§ **MATERIAL FOR THIS TASK**
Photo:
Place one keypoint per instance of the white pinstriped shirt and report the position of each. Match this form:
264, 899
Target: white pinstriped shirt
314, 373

--

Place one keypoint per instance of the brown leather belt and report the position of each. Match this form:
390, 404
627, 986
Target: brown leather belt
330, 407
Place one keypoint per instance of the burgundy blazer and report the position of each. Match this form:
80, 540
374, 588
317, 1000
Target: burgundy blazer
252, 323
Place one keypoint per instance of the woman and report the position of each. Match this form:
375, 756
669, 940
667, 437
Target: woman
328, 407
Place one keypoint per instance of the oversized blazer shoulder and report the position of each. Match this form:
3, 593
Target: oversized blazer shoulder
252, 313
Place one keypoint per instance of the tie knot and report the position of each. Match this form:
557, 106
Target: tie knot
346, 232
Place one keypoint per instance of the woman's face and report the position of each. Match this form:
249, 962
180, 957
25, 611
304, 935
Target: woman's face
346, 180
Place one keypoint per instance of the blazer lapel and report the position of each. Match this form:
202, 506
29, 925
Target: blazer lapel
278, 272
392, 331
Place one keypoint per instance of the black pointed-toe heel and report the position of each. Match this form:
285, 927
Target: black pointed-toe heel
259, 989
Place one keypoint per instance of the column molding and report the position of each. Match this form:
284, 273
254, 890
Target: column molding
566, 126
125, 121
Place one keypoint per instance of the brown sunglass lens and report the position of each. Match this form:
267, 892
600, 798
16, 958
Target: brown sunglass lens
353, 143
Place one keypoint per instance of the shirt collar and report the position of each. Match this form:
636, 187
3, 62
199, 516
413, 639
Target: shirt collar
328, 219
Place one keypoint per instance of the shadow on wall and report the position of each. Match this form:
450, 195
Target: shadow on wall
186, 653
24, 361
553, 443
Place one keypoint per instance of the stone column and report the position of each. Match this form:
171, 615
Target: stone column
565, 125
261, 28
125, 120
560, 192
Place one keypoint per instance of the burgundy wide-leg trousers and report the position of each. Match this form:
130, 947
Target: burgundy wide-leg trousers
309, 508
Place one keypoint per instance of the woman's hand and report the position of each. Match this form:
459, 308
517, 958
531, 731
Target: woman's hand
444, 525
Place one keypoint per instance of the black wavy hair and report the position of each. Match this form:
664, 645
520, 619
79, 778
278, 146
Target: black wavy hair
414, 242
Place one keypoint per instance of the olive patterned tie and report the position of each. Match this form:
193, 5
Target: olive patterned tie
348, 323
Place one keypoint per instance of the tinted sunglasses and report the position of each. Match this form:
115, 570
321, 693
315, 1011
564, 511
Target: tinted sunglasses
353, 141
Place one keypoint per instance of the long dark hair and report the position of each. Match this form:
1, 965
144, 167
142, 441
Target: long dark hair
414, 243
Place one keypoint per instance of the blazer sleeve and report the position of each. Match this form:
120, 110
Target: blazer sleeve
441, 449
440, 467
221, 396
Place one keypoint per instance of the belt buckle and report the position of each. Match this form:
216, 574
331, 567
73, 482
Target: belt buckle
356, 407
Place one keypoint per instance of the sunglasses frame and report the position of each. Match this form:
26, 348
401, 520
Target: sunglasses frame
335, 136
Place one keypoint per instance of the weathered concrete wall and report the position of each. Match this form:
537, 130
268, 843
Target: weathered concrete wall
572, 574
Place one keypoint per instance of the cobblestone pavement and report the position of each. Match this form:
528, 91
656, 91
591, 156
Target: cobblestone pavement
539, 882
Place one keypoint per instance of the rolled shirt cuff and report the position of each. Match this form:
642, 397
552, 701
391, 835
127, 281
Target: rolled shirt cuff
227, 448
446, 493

§ **PROBLEM TO SOLVE**
Please count the lines in the rows above that contain the word "olive", and reply with only the number.

§ **TASK SOLUTION**
2